Methodology

Every calculation on SimpleMapLab — the radius tools, the drive-time map, the location-detection tools, and the open-data studies — runs on a fixed set of algorithms and public datasets. This page documents all of them. If you're evaluating our results for accuracy, building on our methodology, or pitching a study to your editor, this is the reference.

1. Distance and great-circle math

Tools relying on point-to-point distance — the Distance Between Two Placestool, every radius-based tool, every "find the nearest X" computation in our studies — use the haversine formula, the standard great-circle distance approximation on a sphere of radius R ≈ 3,958.76 statute miles (equivalent to the WGS84 mean radius of 6,371,008.8 m).

The haversine formula is:

a = sin²(Δlat/2) + cos(lat₁)·cos(lat₂)·sin²(Δlng/2)
d = 2·R·arcsin(√a)

For distances under 1,000 mi the error against the WGS84 ellipsoid is < 0.3%; under 10,000 mi the error never exceeds 0.5%. We deliberately do not use Vincenty's formulae or the geodesic on the ellipsoid because the marginal accuracy gain doesn't affect any of our findings beyond the third significant digit, and the haversine version is reproducible from a calculator.

* [Records from a data collection]
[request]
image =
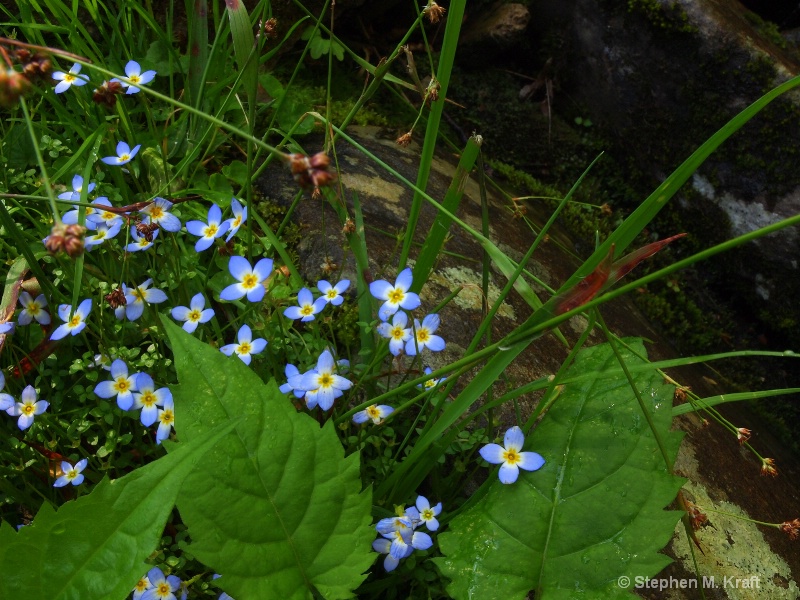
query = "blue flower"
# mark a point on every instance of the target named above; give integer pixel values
(251, 279)
(136, 298)
(424, 337)
(375, 412)
(164, 588)
(322, 385)
(432, 382)
(210, 231)
(246, 346)
(67, 80)
(121, 385)
(333, 294)
(194, 314)
(77, 188)
(510, 456)
(124, 154)
(71, 474)
(395, 296)
(423, 512)
(134, 73)
(73, 323)
(307, 307)
(33, 309)
(166, 421)
(28, 408)
(148, 398)
(397, 332)
(158, 212)
(239, 217)
(140, 242)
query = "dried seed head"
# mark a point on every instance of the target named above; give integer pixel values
(743, 435)
(768, 467)
(107, 93)
(404, 140)
(66, 238)
(434, 12)
(12, 85)
(791, 528)
(116, 298)
(311, 171)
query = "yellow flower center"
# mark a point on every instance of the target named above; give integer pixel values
(250, 281)
(396, 296)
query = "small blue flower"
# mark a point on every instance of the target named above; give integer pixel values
(375, 412)
(158, 212)
(424, 337)
(140, 242)
(73, 323)
(77, 188)
(194, 314)
(122, 385)
(124, 154)
(164, 588)
(67, 80)
(134, 73)
(321, 384)
(33, 309)
(397, 332)
(423, 512)
(307, 306)
(71, 474)
(239, 217)
(395, 296)
(28, 408)
(210, 231)
(148, 398)
(251, 279)
(166, 421)
(510, 456)
(333, 294)
(246, 346)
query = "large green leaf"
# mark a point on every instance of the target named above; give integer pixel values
(95, 547)
(276, 509)
(592, 514)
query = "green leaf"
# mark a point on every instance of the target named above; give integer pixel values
(592, 514)
(95, 547)
(277, 509)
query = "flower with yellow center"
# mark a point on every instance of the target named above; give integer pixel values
(122, 385)
(246, 346)
(395, 296)
(251, 279)
(510, 457)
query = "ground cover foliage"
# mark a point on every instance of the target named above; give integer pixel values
(183, 417)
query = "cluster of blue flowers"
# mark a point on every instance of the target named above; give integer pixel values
(399, 537)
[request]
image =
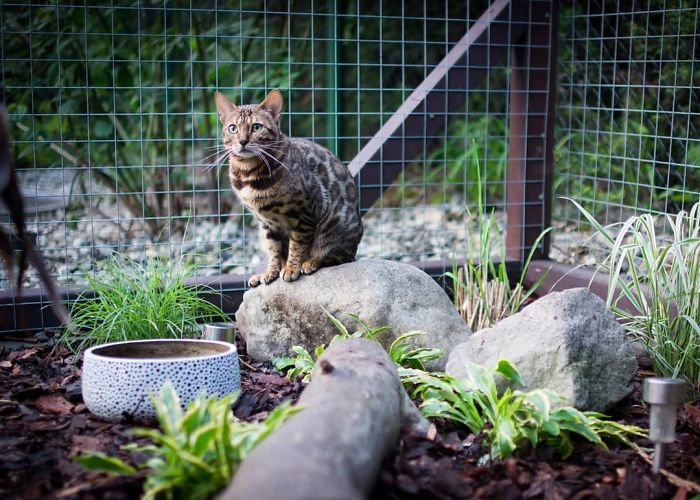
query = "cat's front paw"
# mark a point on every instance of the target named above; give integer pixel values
(267, 277)
(309, 266)
(290, 272)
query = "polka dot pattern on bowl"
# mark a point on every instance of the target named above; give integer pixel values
(115, 387)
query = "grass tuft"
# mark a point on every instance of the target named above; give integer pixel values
(133, 301)
(660, 277)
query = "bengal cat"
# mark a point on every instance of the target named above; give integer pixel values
(303, 196)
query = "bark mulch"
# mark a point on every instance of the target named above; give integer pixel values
(44, 424)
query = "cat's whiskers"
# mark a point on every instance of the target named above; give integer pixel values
(274, 158)
(257, 153)
(215, 153)
(218, 162)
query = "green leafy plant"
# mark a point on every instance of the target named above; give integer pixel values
(515, 418)
(299, 365)
(196, 452)
(136, 301)
(404, 355)
(302, 363)
(659, 276)
(400, 351)
(482, 291)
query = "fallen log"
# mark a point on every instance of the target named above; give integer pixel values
(354, 408)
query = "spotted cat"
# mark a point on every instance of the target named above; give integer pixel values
(303, 196)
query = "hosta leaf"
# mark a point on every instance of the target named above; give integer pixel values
(282, 363)
(204, 439)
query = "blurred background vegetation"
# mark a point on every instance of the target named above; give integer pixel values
(120, 97)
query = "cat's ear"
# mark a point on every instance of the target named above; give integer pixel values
(224, 106)
(273, 104)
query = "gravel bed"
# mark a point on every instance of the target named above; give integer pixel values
(73, 243)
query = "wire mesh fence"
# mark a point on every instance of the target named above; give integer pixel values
(113, 122)
(629, 111)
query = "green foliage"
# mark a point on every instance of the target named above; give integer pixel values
(400, 351)
(514, 419)
(659, 275)
(302, 364)
(196, 452)
(135, 301)
(631, 151)
(405, 356)
(482, 290)
(451, 168)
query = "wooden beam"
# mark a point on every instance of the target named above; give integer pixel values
(531, 121)
(424, 113)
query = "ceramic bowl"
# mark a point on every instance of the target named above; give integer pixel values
(118, 377)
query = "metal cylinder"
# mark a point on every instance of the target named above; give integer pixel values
(222, 331)
(663, 395)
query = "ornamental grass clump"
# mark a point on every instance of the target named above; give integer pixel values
(659, 275)
(196, 452)
(482, 291)
(128, 300)
(401, 352)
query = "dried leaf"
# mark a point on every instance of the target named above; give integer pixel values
(83, 444)
(53, 403)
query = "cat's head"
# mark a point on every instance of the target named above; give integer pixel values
(251, 127)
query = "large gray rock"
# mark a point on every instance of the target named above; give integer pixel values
(275, 317)
(566, 341)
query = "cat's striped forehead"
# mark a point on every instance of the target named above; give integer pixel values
(249, 114)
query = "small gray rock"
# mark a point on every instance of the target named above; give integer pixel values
(275, 317)
(567, 341)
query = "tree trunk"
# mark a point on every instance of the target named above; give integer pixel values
(332, 450)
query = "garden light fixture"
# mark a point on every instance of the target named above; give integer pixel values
(663, 396)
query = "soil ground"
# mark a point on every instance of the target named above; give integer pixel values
(44, 424)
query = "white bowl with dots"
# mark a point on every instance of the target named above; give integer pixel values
(117, 378)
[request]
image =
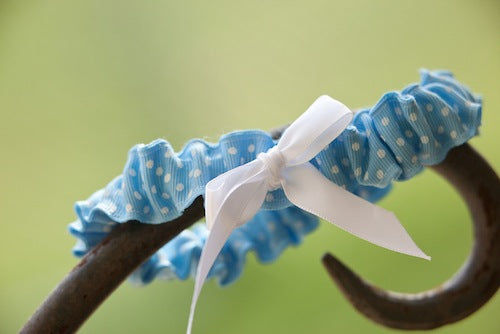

* [Task description] Edit the stretch of the methodology text from "d = 2·R·arcsin(√a)" through "from a calculator." so that "calculator" becomes "spreadsheet", and write out the edited passage.

* [Solved exercise]
d = 2·R·arcsin(√a)

For distances under 1,000 mi the error against the WGS84 ellipsoid is < 0.3%; under 10,000 mi the error never exceeds 0.5%. We deliberately do not use Vincenty's formulae or the geodesic on the ellipsoid because the marginal accuracy gain doesn't affect any of our findings beyond the third significant digit, and the haversine version is reproducible from a spreadsheet.